-- WORK TO BE COMPLETED --
An unaltered copy of the listing below is required.

[[ PROVIDED RECORDS, beginning ]]

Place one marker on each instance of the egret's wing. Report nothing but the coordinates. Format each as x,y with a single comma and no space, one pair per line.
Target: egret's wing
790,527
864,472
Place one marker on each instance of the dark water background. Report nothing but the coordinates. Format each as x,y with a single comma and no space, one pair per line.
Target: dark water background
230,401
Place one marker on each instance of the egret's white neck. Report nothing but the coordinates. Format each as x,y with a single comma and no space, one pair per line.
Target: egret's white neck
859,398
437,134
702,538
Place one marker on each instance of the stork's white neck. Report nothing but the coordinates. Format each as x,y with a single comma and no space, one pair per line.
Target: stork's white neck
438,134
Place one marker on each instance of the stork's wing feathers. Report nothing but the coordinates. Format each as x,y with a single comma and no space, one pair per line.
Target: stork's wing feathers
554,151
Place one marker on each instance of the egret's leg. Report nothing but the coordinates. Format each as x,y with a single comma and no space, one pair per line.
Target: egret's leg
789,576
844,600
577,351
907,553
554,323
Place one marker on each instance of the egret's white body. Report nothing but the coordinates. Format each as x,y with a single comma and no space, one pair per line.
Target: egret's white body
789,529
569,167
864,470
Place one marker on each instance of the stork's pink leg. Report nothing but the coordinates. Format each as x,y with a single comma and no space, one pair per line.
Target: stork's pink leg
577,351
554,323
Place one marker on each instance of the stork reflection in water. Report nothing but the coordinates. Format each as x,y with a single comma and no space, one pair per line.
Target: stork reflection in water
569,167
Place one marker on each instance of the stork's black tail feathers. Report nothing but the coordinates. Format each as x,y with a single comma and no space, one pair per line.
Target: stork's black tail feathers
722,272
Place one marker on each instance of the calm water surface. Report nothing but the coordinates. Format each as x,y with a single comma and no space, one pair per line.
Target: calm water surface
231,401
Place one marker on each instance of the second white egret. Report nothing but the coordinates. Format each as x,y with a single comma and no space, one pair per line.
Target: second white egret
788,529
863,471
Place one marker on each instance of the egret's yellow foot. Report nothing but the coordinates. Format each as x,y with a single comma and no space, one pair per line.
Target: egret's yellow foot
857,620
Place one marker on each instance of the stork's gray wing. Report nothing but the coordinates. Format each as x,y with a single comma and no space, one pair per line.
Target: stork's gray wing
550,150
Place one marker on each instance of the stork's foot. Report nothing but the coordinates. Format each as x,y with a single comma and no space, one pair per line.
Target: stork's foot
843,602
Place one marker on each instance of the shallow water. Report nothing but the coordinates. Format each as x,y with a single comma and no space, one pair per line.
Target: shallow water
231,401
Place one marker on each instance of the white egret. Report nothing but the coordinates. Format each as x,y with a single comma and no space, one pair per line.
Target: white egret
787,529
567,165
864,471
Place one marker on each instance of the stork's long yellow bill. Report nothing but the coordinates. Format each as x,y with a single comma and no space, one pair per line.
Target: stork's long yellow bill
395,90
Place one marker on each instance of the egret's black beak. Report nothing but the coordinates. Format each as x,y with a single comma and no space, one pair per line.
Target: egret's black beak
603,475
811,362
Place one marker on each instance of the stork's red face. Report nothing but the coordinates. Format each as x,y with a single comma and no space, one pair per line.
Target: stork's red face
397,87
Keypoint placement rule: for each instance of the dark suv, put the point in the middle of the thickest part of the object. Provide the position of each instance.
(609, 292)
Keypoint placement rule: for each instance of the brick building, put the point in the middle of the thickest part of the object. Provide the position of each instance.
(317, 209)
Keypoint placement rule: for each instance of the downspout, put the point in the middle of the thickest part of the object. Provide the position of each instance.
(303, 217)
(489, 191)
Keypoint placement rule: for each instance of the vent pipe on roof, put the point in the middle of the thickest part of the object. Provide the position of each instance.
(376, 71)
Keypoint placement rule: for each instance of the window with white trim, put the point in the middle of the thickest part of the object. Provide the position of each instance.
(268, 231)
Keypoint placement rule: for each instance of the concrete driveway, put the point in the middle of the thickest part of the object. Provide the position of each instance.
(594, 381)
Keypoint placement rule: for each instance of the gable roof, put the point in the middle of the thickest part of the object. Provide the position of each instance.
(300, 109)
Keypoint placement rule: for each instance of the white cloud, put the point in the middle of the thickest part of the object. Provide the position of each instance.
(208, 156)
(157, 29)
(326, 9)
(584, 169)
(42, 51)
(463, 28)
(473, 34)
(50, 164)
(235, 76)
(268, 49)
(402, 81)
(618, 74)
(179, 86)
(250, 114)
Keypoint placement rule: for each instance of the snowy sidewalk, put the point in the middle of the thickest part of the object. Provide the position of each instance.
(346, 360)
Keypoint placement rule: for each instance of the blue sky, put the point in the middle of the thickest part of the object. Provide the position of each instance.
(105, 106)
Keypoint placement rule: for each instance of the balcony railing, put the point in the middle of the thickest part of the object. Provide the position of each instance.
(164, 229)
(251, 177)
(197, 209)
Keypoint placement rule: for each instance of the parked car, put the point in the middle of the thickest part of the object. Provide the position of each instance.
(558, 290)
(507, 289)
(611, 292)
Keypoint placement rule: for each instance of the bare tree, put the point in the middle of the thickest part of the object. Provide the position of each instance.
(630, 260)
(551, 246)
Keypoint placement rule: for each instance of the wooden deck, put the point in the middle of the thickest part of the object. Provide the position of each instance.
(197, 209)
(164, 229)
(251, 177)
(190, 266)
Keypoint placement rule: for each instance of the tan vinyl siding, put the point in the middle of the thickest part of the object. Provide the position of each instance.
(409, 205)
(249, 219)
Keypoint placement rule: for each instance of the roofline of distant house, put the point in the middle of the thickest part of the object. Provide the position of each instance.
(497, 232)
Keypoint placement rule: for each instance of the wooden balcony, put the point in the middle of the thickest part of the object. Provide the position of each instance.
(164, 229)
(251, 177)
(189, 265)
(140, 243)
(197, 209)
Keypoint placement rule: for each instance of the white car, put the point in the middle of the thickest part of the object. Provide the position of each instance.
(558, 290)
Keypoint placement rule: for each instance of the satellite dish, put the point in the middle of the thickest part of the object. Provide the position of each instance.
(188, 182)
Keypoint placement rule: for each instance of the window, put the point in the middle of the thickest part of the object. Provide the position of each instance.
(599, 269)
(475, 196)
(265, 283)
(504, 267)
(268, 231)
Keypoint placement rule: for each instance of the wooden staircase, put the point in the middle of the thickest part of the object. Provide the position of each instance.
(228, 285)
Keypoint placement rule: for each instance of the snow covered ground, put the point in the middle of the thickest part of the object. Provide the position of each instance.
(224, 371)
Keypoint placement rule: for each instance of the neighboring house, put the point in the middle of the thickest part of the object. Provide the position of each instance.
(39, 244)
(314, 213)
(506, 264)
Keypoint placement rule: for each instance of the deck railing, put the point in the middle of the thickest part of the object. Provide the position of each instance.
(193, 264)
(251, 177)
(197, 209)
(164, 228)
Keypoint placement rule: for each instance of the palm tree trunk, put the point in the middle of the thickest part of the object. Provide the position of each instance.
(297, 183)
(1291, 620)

[[ PROVIDED RECORDS, end ]]

-- RESPONSE BOX --
Place one marker on each instance of the egret's wing. Report nothing but the coordinates. Format each as x,y with a single comma and no space, one pair per line.
Target: egret's wing
790,527
864,472
Place one marker on each instance of the dark water background. Report nothing but the coordinates. Format each as x,y with a single comma and no space, one pair per line.
Target: dark water background
230,401
Place one marker on each instance of the egret's white neck. Report nothing but the coordinates. Format each as x,y with a single comma and no space, one pair per line.
Target: egret's white neck
859,398
437,134
702,538
Place one marker on each instance of the stork's white neck. Report nothing but the coordinates. Format each as x,y with a single comma and no space, one pair per line.
Target: stork's white neck
438,134
Place one marker on each instance of the stork's wing feathers. Report nothing but the coordinates. Format each as x,y with a single comma and no space, one pair per line.
Target: stork's wing feathers
554,151
Place one marker on each instance of the egret's leg. Report nothing but the coordinates. Format each as x,y with a single comma and no space, one pair per line.
Target: egret's leg
789,576
844,600
577,351
907,553
554,323
Place one marker on each instance of the egret's white body. Report nothing but the coordinates. Format each as x,y with a single comma and no space, one pair per line.
Target: egret's white body
789,529
569,167
864,470
Place one marker on each instance of the stork's pink leg. Report nothing but the coordinates. Format each as x,y with a single comma and no space, one pair per line.
Target: stork's pink leg
577,351
554,323
Place one marker on each instance of the stork reflection in water. Report nothing but the coordinates. Format each as x,y with a single comma and no space, one pair per line.
Target: stork reflection in water
569,167
Place one marker on each instance of the stork's black tail feathers. Report nothing but the coordinates. Format each as x,y with a single comma and no space, one pair per line.
Target: stork's black tail feathers
722,272
Place one marker on each instance of the calm water surface. Report nothing but the coordinates. Format each as x,y with a single comma and no space, one pair per line.
Target: calm water surface
231,401
Place one marker on each instance of the second white egret. Report nothing but the coordinates. Format each as x,y with a single comma and no space, one pair per line.
Target: second white egret
788,529
863,471
Place one marker on each instance of the egret's yellow foot. Report nothing but the coordinates. Format each as x,y with a single comma and no space, one pair per line.
Target: egret's yellow foot
857,620
Place one marker on each instance of the stork's gray wing. Report nothing but the coordinates. Format each as x,y with a single comma and no space, one pair per line.
Target: stork's gray wing
550,150
Place one marker on each instance of the stork's foot. Report nothing but the coordinates. Format each as x,y with a single comma and no space, one pair per line.
Target: stork's foot
843,602
Place one marker on each instance of the shallow water. Report nothing but the coordinates. Format each as x,y with a single comma and no space, one pair per line.
Target: shallow water
231,401
Place one marker on each instance of the white egret. Report nothing but the coordinates. Format each as x,y with a single comma and no space, one pair per line.
Target: white egret
787,529
567,165
864,471
Place one marker on each instance of the stork's long yellow bill. Report nothing but the coordinates. Format each as x,y with a single comma and no space, one pair per line.
Target: stork's long yellow bill
395,90
Place one marker on each instance of the egret's black beak. Report nothing but the coordinates. Format each as x,y with a single comma and no space, one pair per line.
Target: egret's black beak
603,475
811,362
Place one marker on each instance of the stork's red face. Report nothing but the coordinates. Format each as x,y with a single comma and no space, one pair per line.
Target: stork's red face
397,87
Keypoint placement rule: for each instance of the dark suv, put the point in the middle of the thickest part of the object. Provide the position of each instance.
(609, 292)
Keypoint placement rule: for each instance of the brick building, put the point in the middle of the thickest part of the object. Provide the position of each instance.
(317, 209)
Keypoint placement rule: for each instance of the downspout, put the point in the middle of the thickest part of the object. Provide the position of each instance.
(303, 217)
(489, 191)
Keypoint placement rule: for each instance of the vent pipe on roof, put the point in the middle of the thickest part of the object. Provide the position of each instance.
(376, 71)
Keypoint placement rule: for each instance of the window with white trim, put the point in the middle of the thickest part of the object. Provide the position of each instance.
(268, 231)
Keypoint placement rule: for each instance of the concrete driveway, put the point in the middle of the thickest part of the object. Provide the position of each instance.
(594, 381)
Keypoint placement rule: for each instance of the gable roof, put the point in the middle of the thickest part of the object. Provide the position of each instance.
(300, 109)
Keypoint placement rule: for each instance of the white cloud, put the point in the middle of the thickest part of the object. Provide the position of each instance.
(208, 156)
(157, 29)
(326, 9)
(584, 169)
(42, 51)
(463, 28)
(473, 34)
(50, 164)
(235, 76)
(268, 49)
(402, 81)
(618, 74)
(179, 86)
(250, 114)
Keypoint placement rule: for each instance of the snowy sidewalk, put the point in the middle of the thickest part of the object. Provide the position of each instance.
(346, 360)
Keypoint placement rule: for each instance of the blue sky, put the point in the middle of the thickest part of the object. Provide the position of each instance.
(105, 106)
Keypoint placement rule: for each instance of the balcony railing, put the point in the middle of the thickest part of the object. Provide the position of each instance.
(164, 229)
(251, 177)
(197, 209)
Keypoint placement rule: for each instance of the parked car, put the point in the middle of the thickest part of the object. Provide the position of each instance.
(558, 290)
(507, 289)
(611, 292)
Keypoint placement rule: for each instance of the bare tree, put the point in the middle of the thickest part of the object. Provide the position of each instance.
(630, 260)
(551, 246)
Keypoint placement rule: for each instance of the wooden deck, put the point in the middle of the thickest part of the object. Provide the position of each instance.
(197, 209)
(164, 229)
(251, 177)
(190, 266)
Keypoint placement rule: for each instance of the tan vinyl siding, put the point in the middle of the thickest part of the object. Provide the position of each instance.
(409, 205)
(249, 219)
Keypoint placement rule: for each instance of the roofline of distant house, put the point in the middle of the thickest part of the object. Provide the position of each instance.
(497, 232)
Keypoint placement rule: for each instance of the wooden balcony, put the point in the middle of the thickest part of the object. Provide the position of each instance.
(164, 229)
(251, 177)
(189, 265)
(140, 243)
(197, 209)
Keypoint placement rule: for each instance of the white car, put the point in the middle of the thickest part of the object. Provide the position of each instance.
(558, 290)
Keypoint placement rule: for each instance of the satellite dish, put the point in the middle of the thickest part of the object. Provide the position of each instance.
(188, 182)
Keypoint placement rule: for each instance of the window, put the point in the middle of the thickest part of the object. Provide the position of each instance.
(599, 269)
(475, 196)
(265, 283)
(504, 267)
(268, 231)
Keypoint placement rule: for each instance of the wooden staircase, put the point in the middle of the thickest part of the object. Provide the position of each instance.
(228, 285)
Keypoint placement rule: for each instance of the snow covered ground, put the point in the middle of the thickest part of the object. Provide the position of each instance.
(224, 371)
Keypoint placement rule: for each instance of the neighboring house, put the point in the middle of the thickest part of the object. Provide the position of each instance.
(39, 244)
(314, 213)
(506, 264)
Keypoint placement rule: for each instance of the deck railing, put the point in the middle of the thickest part of the object. Provide the position of each instance.
(193, 264)
(251, 177)
(197, 209)
(164, 228)
Keypoint placement rule: for each instance of the palm tree trunk, put the point in the middle of the thickest part of the object. Provide the position of each instance.
(297, 183)
(1291, 620)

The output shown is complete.